The input ->
※ ※ ※

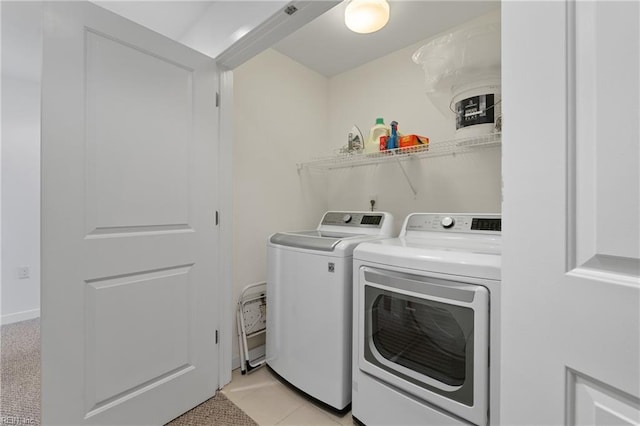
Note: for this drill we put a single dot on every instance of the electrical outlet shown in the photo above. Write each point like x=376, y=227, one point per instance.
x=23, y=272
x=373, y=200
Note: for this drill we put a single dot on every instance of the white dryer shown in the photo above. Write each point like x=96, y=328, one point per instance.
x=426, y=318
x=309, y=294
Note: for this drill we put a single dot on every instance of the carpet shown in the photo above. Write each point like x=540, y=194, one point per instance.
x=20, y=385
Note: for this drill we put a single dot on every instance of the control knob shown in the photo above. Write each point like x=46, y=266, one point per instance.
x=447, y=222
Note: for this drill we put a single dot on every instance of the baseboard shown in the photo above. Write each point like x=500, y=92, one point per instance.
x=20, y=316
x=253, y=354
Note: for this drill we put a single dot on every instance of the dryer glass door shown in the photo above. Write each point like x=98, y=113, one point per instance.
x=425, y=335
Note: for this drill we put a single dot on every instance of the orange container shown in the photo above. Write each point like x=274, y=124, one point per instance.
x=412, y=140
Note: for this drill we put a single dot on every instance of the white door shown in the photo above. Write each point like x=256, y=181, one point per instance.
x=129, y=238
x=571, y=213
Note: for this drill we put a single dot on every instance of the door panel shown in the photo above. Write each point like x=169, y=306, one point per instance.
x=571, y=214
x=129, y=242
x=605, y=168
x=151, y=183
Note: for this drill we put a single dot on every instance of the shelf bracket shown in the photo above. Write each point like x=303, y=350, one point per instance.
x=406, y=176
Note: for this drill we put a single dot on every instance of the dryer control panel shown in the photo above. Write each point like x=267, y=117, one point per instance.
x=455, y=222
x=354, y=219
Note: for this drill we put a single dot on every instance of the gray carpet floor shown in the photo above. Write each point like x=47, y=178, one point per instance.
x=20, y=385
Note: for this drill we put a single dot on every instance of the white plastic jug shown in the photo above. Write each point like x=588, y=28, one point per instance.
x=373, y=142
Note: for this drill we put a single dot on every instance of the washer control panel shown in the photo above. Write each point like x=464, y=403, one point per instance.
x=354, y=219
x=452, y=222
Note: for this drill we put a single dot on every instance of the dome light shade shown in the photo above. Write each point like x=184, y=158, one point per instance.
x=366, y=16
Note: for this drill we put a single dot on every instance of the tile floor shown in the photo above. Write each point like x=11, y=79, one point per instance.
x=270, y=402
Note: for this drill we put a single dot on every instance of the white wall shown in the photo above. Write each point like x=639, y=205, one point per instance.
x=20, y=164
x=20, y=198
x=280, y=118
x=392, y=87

※ ※ ※

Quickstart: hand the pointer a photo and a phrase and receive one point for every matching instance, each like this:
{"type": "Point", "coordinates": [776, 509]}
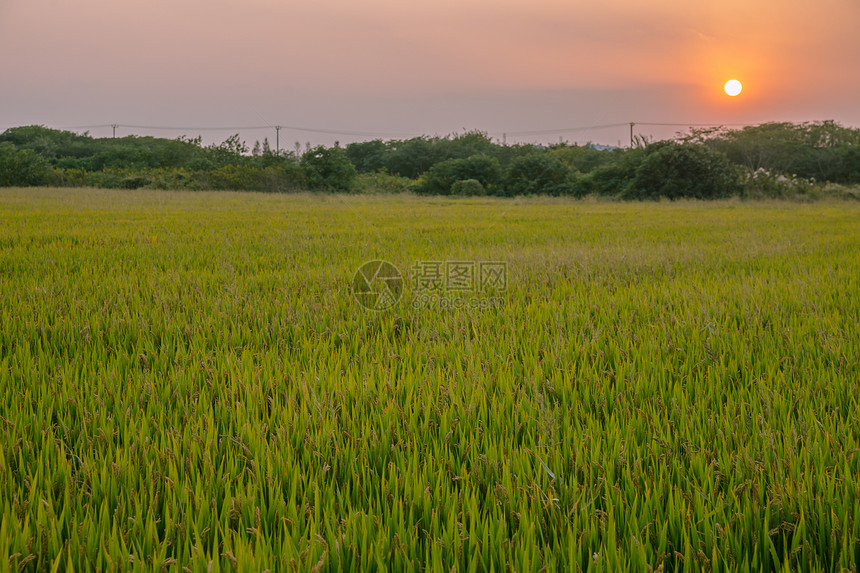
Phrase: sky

※ ※ ※

Problem description -> Word for word, repeat the lines above from the one with "Quickstart: hand the" through the one with "Phrase: sky", and nothing beyond them. Omit the pictures.

Exercise result ->
Quickstart: hand the pointer a photo and a phrase and receive one point for every matching instance, each like this:
{"type": "Point", "coordinates": [776, 509]}
Phrase: sky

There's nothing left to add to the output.